[Supplied text Boundary: Start]

Without getting too much into the physics behind sound, people often refer to sound as basically anything we hear. On the other-hand, noise is the sound that we don’t want to hear. Think about a city – the sounds of cars honking, businesses operating, airplanes flying overhead – that’s all noise. While the sounds of the city help to resemble the daily life of that city, the combination of all these sounds ultimately create a phenomenon called noise pollution.

Noise pollution is the aggregation, and in extreme cases amplification, of noise. Noise pollution causes problems for citizens and will continue to cause problems as more citizens move into cities across the globe. According to some estimates, two-thirds of the world’s population will live in cities by 2050, and with this growth we will also likely see a large increase in the detrimental effects of noise pollution. The European Environment Agency explores those effects and “blames 10,000 premature deaths, 43,000 hospital admissions and 900,000 cases of hypertension a year in Europe on noise” (“Sonic Doom” by Godwin 2018). The detrimental effects of noise are also present outside of the domain of health; some suggest that there is reduced academic performance, an effect on animal ecosystems, and a reduction on real estate prices between 2-10% (according to Ramboll DK).

[Supplied text Boundary: End]

## Task
Answer these from the noise pollution text:
1. How does the text define noise?
2. What share of the world's population do some estimates say will live in cities by 2050?
3. According to Ramboll DK, by what range are real estate prices reduced?

[Entries provided Boundary: Start]

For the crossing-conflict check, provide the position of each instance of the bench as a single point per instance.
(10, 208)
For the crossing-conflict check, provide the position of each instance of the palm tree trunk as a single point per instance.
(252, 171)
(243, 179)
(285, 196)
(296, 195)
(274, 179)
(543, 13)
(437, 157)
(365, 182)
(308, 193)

[Entries provided Boundary: End]

## Task output
1. Noise is the sound that we don't want to hear.
2. Two-thirds.
3. Between 2-10%.